How to do text classification with Javascript
11 min read

How to do text classification with Javascript

Text classification and machine learning with Javascript: Natural.js, Brain.js, TensorFlow.js.

A few months ago I tried to find information about doing some natural language processing with Javascript. There was not much of it. Most of the time, I stumbled upon tutorials on how to do so in Python. I'm writing this article in the hope to help someone do the same with Javascript. At least, try to. Javascript ecosystem is large, yet machine learning is mostly done in Python. For some custom(complicated) cases, you maybe will decide not to use Javascript. I'll explain why you may do so.

I want to point out that I'm not a machine learning engineer. I'll cover simple cases with no deep explanations of the underlying algorithms.

There are manageable cases when you may try JS packages that do the classification. In some others, and if you understand ML concepts, you may create custom models using TensorFlow.js.

My case seemed simple. I wanted to classify potential business problems(opportunities) for my Reddit advanced search tool. I'll tell you soon how it went, once we cover the tools. Let's start with simple cases.

Natural.js

It's a package for Node.js that helps deal with natural language. It has many useful built-in helpers. For example, it can do a sentiment analysis from the box and without any setup. Let's install it:

$ npm install --save natural
Easy sentiment analysis, right?
const { SentimentAnalyzer, PorterStemmer } = require('natural');

const analyzer = new SentimentAnalyzer("English", PorterStemmer, "afinn");
const result = analyzer.getSentiment(["I", "love", "cakes"]);

console.log(result); // 0.66
// values greater than 0 indicate a positive sentiment
// values smaller than 0 indicate a negative sentiment

Yes, it's easy. PorterStemmer is a transformation function that converts words to theirs stems. To their original form, simply put. We pass an array of words to getSentiment function, but we may use built-in tokenizers to do so automatically.

■ Exercise requirements
a) Reproduce the stretch of the JavaScript text classification article from "I want to point" through "sentiment analysis, right?", word for word.
b) Pick up the JavaScript text classification article after its last sentence and keep writing it.
The data after this article is separate material.

■ Data excerpt
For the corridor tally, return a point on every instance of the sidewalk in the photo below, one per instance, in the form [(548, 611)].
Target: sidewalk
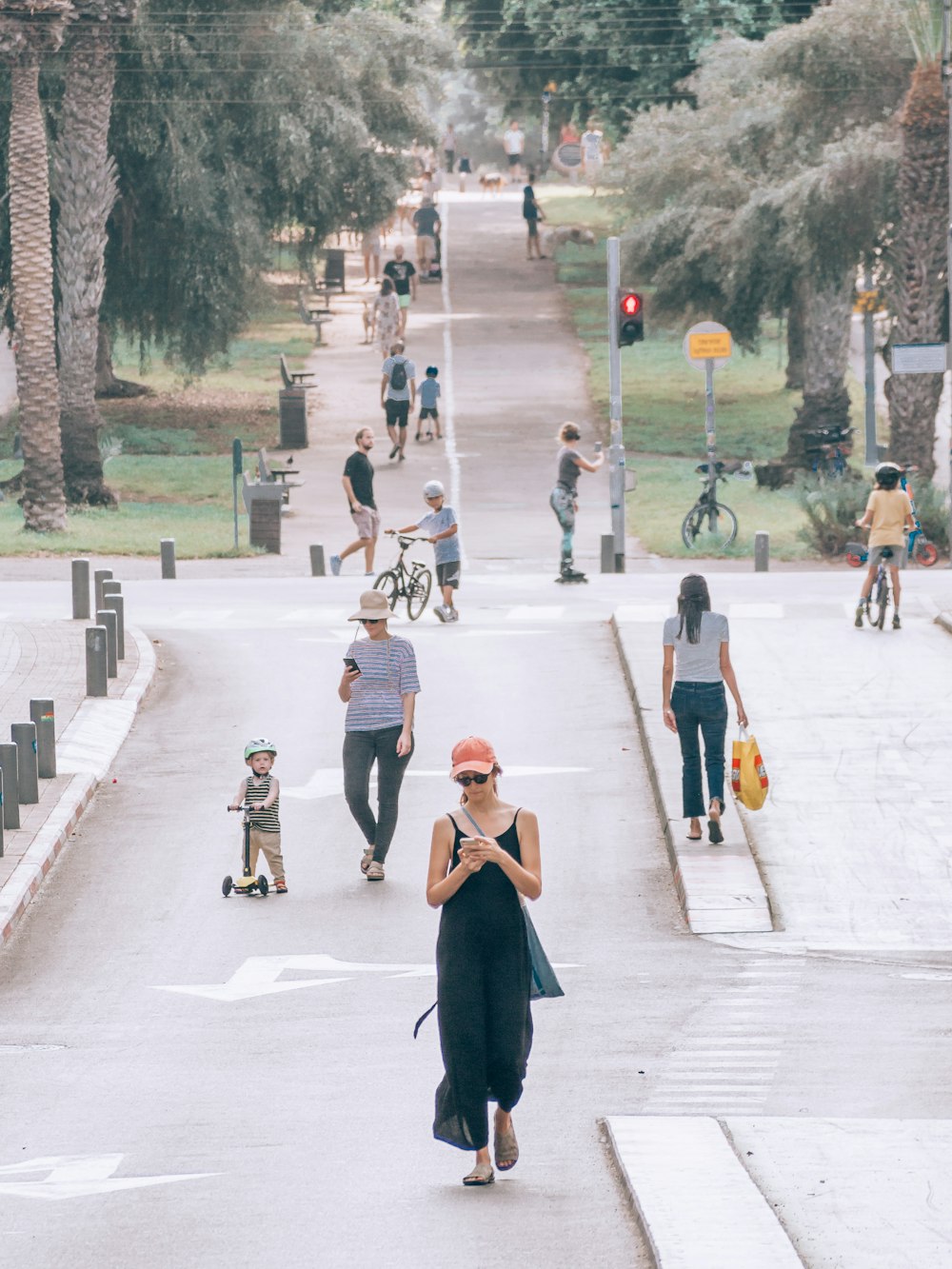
[(853, 844), (48, 660)]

■ The responses
a)
I want to point out that I'm not a machine learning engineer. I'll cover simple cases with no deep explanations of the underlying algorithms.

There are manageable cases when you may try JS packages that do the classification. In some others, and if you understand ML concepts, you may create custom models using TensorFlow.js.

My case seemed simple. I wanted to classify potential business problems(opportunities) for my Reddit advanced search tool. I'll tell you soon how it went, once we cover the tools. Let's start with simple cases.

Natural.js

It's a package for Node.js that helps deal with natural language. It has many useful built-in helpers. For example, it can do a sentiment analysis from the box and without any setup. Let's install it:

$ npm install --save natural
Easy sentiment analysis, right?

b)
Where is a promised text classification, Lebowski?

I wanted to show the simplicity of usage, without even training some complex algorithms. Now let's see how it deals with text classification.

The package supports the Naive Bayes classifier and logistic regression. They work differently, so try each one and see what fits your case better.

const { BayesClassifier } = require('natural');

const classifier = new BayesClassifier();

classifier.addDocument('buy our limited offer', 'spam');
classifier.addDocument('grow your audience with us', 'spam');
classifier.addDocument('our company provides a great deal', 'spam');
classifier.addDocument('I like to read books and watch movies', 'regular');
classifier.addDocument('My friend likes to walk near the mall', 'regular');
classifier.addDocument('Pizza was awesome yesterday', 'regular');

classifier.train();

console.log(classifier.classify('we would like to propose our offer')); // spam
console.log(classifier.classify('I\'m feeling tired and want to watch something')); // regular

Usually, you need a lot of examples. With a small amount of them, any method you choose(this library or a custom model) will output not the best results. Pay vast attention to your data, it's a major element in text classification. Maybe Natural.js will cover your case and you can finish the reading. If you need a more custom setup(if you think so, review your data again), read further.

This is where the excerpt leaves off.